- **SET PROBLEM**
Copy out every line of the data below with no changes to any character.

[Start of MATERIALS PROVIDED]

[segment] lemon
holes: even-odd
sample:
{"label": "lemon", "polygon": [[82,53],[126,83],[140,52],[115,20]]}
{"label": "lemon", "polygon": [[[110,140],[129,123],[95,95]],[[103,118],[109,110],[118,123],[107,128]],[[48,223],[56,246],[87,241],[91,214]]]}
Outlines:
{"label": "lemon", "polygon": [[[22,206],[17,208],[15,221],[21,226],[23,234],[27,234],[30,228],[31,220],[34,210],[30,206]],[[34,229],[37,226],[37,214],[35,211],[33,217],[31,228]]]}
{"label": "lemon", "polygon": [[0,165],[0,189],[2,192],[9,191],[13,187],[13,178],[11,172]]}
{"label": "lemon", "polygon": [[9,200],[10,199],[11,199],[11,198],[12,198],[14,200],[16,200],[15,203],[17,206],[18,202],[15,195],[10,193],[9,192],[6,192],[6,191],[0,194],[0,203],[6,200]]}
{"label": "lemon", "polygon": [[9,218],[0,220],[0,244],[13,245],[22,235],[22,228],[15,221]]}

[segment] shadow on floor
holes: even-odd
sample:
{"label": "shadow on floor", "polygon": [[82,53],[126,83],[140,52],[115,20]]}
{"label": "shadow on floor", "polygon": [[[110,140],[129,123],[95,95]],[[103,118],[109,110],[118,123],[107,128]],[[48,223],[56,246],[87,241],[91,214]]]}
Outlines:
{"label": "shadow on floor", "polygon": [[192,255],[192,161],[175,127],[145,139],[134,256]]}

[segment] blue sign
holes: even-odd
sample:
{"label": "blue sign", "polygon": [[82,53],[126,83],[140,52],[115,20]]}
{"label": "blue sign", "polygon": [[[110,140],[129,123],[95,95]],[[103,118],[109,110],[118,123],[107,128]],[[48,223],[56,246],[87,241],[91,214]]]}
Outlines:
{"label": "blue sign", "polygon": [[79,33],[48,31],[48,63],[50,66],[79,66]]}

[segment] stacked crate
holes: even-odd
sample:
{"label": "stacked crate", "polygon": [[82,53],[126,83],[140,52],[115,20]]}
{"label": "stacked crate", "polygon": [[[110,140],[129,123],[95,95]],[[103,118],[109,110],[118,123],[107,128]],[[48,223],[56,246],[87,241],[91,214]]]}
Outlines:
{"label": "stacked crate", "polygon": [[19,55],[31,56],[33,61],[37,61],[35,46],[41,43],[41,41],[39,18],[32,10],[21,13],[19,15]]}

[End of MATERIALS PROVIDED]

- **THE RESULT**
[segment] lemon
holes: even-odd
sample:
{"label": "lemon", "polygon": [[82,53],[126,83],[140,52],[115,20]]}
{"label": "lemon", "polygon": [[[110,140],[129,123],[95,95]],[[103,118],[109,110],[118,123],[107,128]],[[48,223],[56,246],[87,241],[91,214]]]}
Outlines:
{"label": "lemon", "polygon": [[[22,206],[17,208],[15,221],[21,226],[23,234],[27,234],[30,228],[31,220],[34,210],[30,206]],[[34,229],[37,226],[37,214],[35,211],[33,217],[31,228]]]}
{"label": "lemon", "polygon": [[0,165],[0,189],[2,192],[9,191],[13,187],[13,178],[11,172]]}
{"label": "lemon", "polygon": [[9,200],[10,199],[11,199],[11,198],[12,198],[14,200],[16,200],[15,203],[17,206],[18,202],[15,195],[10,193],[9,192],[6,192],[6,191],[0,194],[0,203],[6,200]]}
{"label": "lemon", "polygon": [[9,218],[0,220],[0,244],[13,245],[22,235],[22,228],[15,221]]}

[segment] shadow on floor
holes: even-odd
sample:
{"label": "shadow on floor", "polygon": [[82,53],[126,83],[140,52],[115,20]]}
{"label": "shadow on floor", "polygon": [[[110,140],[129,123],[95,95]],[[103,118],[109,110],[118,123],[107,128]],[[48,223],[56,246],[87,241],[91,214]]]}
Outlines:
{"label": "shadow on floor", "polygon": [[192,255],[192,161],[175,127],[145,139],[134,256]]}

[segment] blue sign
holes: even-odd
sample:
{"label": "blue sign", "polygon": [[82,53],[126,83],[140,52],[115,20]]}
{"label": "blue sign", "polygon": [[[110,140],[129,123],[95,95]],[[103,118],[109,110],[118,123],[107,128]],[[48,223],[56,246],[87,241],[91,214]]]}
Outlines:
{"label": "blue sign", "polygon": [[79,33],[48,31],[48,63],[50,66],[79,66]]}

[segment] stacked crate
holes: even-odd
sample:
{"label": "stacked crate", "polygon": [[82,53],[126,83],[140,52],[115,20]]}
{"label": "stacked crate", "polygon": [[[110,140],[129,123],[95,95]],[[103,118],[109,110],[118,123],[107,128]],[[48,223],[56,246],[87,241],[91,214]]]}
Outlines:
{"label": "stacked crate", "polygon": [[19,55],[31,56],[33,61],[37,61],[35,46],[41,43],[41,41],[39,18],[32,10],[21,13],[19,15]]}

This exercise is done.